Can you copy every item below, substituting "site-condition log" for each "plot-health record" and changing nothing else?

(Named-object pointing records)
============
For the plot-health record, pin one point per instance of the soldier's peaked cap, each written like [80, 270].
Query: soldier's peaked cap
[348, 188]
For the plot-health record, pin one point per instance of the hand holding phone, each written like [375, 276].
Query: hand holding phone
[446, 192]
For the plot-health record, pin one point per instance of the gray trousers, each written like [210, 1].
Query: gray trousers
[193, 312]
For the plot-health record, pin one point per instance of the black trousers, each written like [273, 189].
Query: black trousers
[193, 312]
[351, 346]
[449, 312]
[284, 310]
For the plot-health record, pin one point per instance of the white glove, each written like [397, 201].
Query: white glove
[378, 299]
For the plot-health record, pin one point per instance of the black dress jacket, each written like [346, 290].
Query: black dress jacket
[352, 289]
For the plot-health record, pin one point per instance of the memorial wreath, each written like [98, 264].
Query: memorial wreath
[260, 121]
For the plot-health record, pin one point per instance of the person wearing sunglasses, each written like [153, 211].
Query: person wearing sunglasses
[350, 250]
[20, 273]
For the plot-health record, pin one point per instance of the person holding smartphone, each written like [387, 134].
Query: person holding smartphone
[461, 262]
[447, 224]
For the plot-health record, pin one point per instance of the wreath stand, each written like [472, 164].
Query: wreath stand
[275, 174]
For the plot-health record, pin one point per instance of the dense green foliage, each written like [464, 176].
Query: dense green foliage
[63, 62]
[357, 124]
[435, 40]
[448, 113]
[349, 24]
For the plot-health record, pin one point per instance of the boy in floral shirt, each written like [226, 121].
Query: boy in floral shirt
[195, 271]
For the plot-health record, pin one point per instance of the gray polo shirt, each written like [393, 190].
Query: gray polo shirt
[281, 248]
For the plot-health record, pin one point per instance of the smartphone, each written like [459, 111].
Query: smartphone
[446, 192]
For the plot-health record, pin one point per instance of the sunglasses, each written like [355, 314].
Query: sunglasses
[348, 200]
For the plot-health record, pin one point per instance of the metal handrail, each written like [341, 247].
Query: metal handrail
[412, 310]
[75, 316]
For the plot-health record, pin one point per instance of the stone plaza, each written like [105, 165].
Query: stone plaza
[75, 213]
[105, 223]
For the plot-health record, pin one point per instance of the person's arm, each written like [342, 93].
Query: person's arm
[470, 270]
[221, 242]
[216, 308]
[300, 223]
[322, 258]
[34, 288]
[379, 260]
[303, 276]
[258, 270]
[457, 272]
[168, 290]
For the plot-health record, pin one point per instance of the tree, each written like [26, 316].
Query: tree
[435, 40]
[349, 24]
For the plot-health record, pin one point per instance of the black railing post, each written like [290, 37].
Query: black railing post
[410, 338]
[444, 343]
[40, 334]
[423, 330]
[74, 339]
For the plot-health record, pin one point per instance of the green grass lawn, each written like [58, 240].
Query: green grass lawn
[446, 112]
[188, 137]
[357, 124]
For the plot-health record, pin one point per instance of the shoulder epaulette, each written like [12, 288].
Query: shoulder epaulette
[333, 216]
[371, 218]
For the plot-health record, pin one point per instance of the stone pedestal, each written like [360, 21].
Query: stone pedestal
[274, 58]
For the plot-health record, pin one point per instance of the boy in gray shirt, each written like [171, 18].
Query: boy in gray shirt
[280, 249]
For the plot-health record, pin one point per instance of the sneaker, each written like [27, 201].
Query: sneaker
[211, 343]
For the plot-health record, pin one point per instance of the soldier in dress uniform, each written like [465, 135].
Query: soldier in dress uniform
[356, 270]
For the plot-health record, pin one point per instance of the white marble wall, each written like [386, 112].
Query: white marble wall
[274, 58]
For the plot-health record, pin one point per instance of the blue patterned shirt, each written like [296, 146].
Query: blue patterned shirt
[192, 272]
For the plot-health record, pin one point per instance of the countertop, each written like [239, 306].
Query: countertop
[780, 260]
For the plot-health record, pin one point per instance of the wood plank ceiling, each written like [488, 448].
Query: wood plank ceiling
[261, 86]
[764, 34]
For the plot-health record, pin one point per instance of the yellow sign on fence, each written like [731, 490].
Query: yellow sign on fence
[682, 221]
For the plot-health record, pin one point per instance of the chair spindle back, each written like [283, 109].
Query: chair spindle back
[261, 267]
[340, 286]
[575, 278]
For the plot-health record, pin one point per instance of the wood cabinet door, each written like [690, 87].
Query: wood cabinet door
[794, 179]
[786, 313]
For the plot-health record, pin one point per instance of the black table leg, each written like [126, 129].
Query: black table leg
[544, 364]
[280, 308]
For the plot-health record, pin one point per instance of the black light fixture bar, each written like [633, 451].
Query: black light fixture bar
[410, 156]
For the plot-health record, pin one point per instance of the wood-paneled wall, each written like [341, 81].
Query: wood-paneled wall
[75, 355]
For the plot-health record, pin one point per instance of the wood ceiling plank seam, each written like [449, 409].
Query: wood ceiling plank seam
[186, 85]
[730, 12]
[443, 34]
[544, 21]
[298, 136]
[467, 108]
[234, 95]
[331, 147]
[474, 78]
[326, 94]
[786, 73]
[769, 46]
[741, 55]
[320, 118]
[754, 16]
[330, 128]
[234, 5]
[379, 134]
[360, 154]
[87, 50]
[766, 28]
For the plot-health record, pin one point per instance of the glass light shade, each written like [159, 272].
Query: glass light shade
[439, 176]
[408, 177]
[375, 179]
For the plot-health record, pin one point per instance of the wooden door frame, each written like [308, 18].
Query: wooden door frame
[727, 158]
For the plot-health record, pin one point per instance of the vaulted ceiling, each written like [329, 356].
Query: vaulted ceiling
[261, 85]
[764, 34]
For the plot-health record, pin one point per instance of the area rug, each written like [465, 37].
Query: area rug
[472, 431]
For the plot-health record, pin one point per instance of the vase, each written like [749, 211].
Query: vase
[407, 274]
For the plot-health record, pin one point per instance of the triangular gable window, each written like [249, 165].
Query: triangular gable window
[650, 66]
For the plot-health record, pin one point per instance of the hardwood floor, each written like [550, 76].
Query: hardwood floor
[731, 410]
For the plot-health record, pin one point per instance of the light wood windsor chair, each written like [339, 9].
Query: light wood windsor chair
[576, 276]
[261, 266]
============
FINISHED TASK
For the site-condition log, pin one point per instance of the soldier's peaked cap, each written like [80, 270].
Query: soldier's peaked cap
[348, 188]
For the site-condition log, pin one point per instance of the hand holding phone, each written like [375, 276].
Query: hand holding phone
[446, 192]
For the site-condition log, pin one point per instance of the gray trousers, each written like [210, 1].
Query: gray trousers
[193, 312]
For the site-condition log, pin one point per instance of the black trousers, each written like [273, 189].
Query: black trousers
[193, 312]
[351, 346]
[449, 312]
[284, 310]
For the site-condition log, pin one point per instance of the white glove, each written like [397, 201].
Query: white glove
[378, 299]
For the site-condition log, pin one point per instance of the black dress jacket, each written like [346, 290].
Query: black dress jacket
[352, 289]
For the site-condition log, pin one point per instance of the memorial wreath, each written like [98, 264].
Query: memorial wreath
[260, 121]
For the site-condition log, pin one point per instance of the person wearing sunglasses, each written like [153, 211].
Query: person wearing sunglasses
[350, 250]
[20, 273]
For the site-condition log, pin one point per instance of the person holding smartphone, each written like [387, 134].
Query: person holding smartphone
[461, 262]
[447, 224]
For the site-condition log, pin one point per instance of the wreath stand, each written like [472, 164].
Query: wreath stand
[275, 174]
For the site-condition log, pin one point per instance of the dense green foliage, each written like [464, 176].
Query: dense green foliage
[63, 62]
[357, 124]
[435, 40]
[448, 113]
[349, 24]
For the site-condition log, pin one point per instance of the boy in floral shirt, each written like [226, 121].
Query: boy in floral shirt
[195, 271]
For the site-condition log, pin one point per instance of the gray polo shirt, each written like [393, 190].
Query: gray polo shirt
[281, 248]
For the site-condition log, pin one point per instance of the smartphone, each written like [459, 111].
Query: smartphone
[446, 192]
For the site-condition log, pin one point per instance of the sunglasses, each written like [355, 314].
Query: sunglasses
[348, 200]
For the site-condition log, pin one point per instance of the metal handrail, each written like [341, 247].
Query: metal handrail
[412, 310]
[75, 316]
For the site-condition log, pin one point per instance of the stone plaza, each written like [105, 165].
Query: stone plaza
[75, 213]
[105, 223]
For the site-condition log, pin one point per instance of the person's arm, each written like [342, 93].
Query: person's arm
[470, 270]
[221, 242]
[216, 308]
[300, 223]
[322, 258]
[34, 288]
[379, 260]
[303, 276]
[258, 270]
[457, 272]
[168, 290]
For the site-condition log, pin one point per instance of the tree, each written like [26, 316].
Query: tree
[435, 40]
[349, 24]
For the site-condition log, pin one point per instance of the black railing post, each written like [290, 37].
Query: black railing post
[410, 338]
[444, 343]
[40, 334]
[423, 330]
[74, 339]
For the site-condition log, pin one point per instance of the green grass lawn, each written like [58, 240].
Query: green grass lawn
[446, 112]
[188, 137]
[357, 124]
For the site-condition log, pin one point per instance of the shoulder epaulette, each written like [12, 288].
Query: shoulder epaulette
[333, 216]
[371, 218]
For the site-condition log, pin one point per instance of the stone pedestal, each written like [360, 21].
Query: stone pedestal
[274, 58]
For the site-condition log, pin one point per instance of the boy in gray shirt, each written like [171, 18].
Query: boy in gray shirt
[280, 249]
For the site-condition log, pin one point per instance of the sneaker, each written like [27, 201].
Query: sneaker
[211, 343]
For the site-condition log, pin one point per instance of the soldier in dress uniform, each written like [465, 135].
Query: soldier in dress uniform
[356, 270]
For the site-condition log, pin one point per instance of the white marble wall, each written like [386, 112].
Query: white marble wall
[274, 58]
For the site-condition log, pin one point per instance of the blue patterned shirt, each written like [296, 146].
Query: blue patterned shirt
[192, 272]
For the site-condition log, pin one point per instance of the countertop, each written like [239, 306].
Query: countertop
[780, 260]
For the site-condition log, pin one point per instance of the wood plank ceiling, each written like [488, 448].
Query: wood plank ceiling
[261, 86]
[764, 34]
For the site-condition log, pin one point per instance of the yellow sign on fence, each written like [731, 490].
Query: yellow sign on fence
[682, 221]
For the site-condition log, pin one point per instance of the chair spindle back, each written like [283, 109].
Query: chair spindle back
[261, 267]
[340, 286]
[575, 278]
For the site-condition log, pin one point per instance of the wood cabinet door, each written like [690, 87].
Query: wood cabinet door
[794, 179]
[786, 313]
For the site-condition log, pin one point per instance of the black table leg, each written like [126, 129].
Query: black table leg
[544, 364]
[280, 308]
For the site-condition log, pin one point per instance of the black light fixture bar, each written like [633, 451].
Query: black light fixture bar
[410, 156]
For the site-condition log, pin one point per instance of the wood-paneled wall, each written like [341, 81].
Query: wood-paneled wall
[75, 355]
For the site-condition log, pin one point per instance of the wood ceiling plank seam, each written like [449, 409].
Query: wood ceiling plank seam
[186, 85]
[730, 12]
[443, 34]
[544, 21]
[298, 136]
[467, 108]
[234, 95]
[331, 147]
[474, 78]
[326, 94]
[786, 73]
[769, 46]
[741, 55]
[320, 118]
[754, 16]
[330, 128]
[234, 5]
[379, 134]
[360, 154]
[87, 50]
[766, 28]
For the site-condition log, pin one point per instance of the glass light shade, each written like [159, 272].
Query: glass light shade
[439, 176]
[408, 177]
[375, 179]
For the site-condition log, pin one point per instance of the wooden door frame, each written like [308, 18].
Query: wooden door frame
[727, 158]
For the site-condition log, pin one point per instance of the vaulted ceiling, each written like [329, 356].
Query: vaulted ceiling
[261, 85]
[764, 34]
For the site-condition log, pin one point per instance of the area rug, each written like [465, 37].
Query: area rug
[472, 431]
For the site-condition log, pin one point per instance of the vase, each written like [749, 211].
Query: vase
[407, 274]
For the site-condition log, pin one point per instance of the triangular gable window, each written like [249, 165].
Query: triangular gable window
[650, 66]
For the site-condition log, pin one point per instance of the hardwood floor, each written like [550, 76].
Query: hardwood floor
[731, 410]
For the site-condition log, pin one point per instance of the light wood windsor chair, each written like [339, 9].
Query: light wood windsor chair
[576, 276]
[261, 266]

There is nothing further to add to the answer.